What you have to do » Restate the whole of the material. Keep every word, and drop the pictures.
____
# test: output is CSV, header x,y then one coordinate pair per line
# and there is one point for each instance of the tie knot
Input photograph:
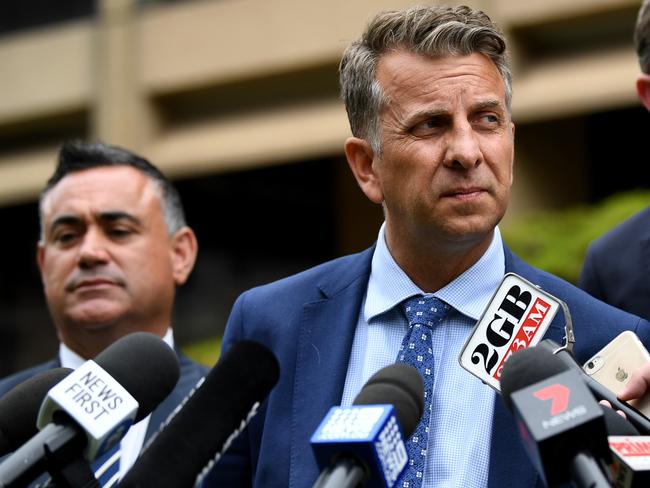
x,y
427,311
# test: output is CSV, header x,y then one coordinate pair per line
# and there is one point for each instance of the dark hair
x,y
642,37
77,155
429,31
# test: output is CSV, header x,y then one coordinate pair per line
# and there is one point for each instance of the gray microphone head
x,y
401,386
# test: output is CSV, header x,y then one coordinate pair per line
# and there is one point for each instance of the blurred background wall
x,y
237,101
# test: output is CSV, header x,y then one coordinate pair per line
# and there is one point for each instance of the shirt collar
x,y
469,293
70,359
____
Answer to this task »
# test: output is CSV, header x,y then one coordinate pair per line
# and there is one point for each instance of the tie knot
Input photograph:
x,y
427,311
# test: output is CSV, header x,y then one coordinate pair per line
# and there is one point for each instance of the dark hair
x,y
642,37
77,155
429,31
# test: output is CSV, header x,y then one coordinate pair per line
# and there is one point for each instance of the gray microphone head
x,y
401,386
# test: output is CSV, header x,y then one coordinate pair per line
# and there is one point for each instance of the blurred background wall
x,y
237,101
# test: output is CSV, header x,y then one coordinate pair per line
# and there is one point for each instance of the shirt collar
x,y
469,293
70,359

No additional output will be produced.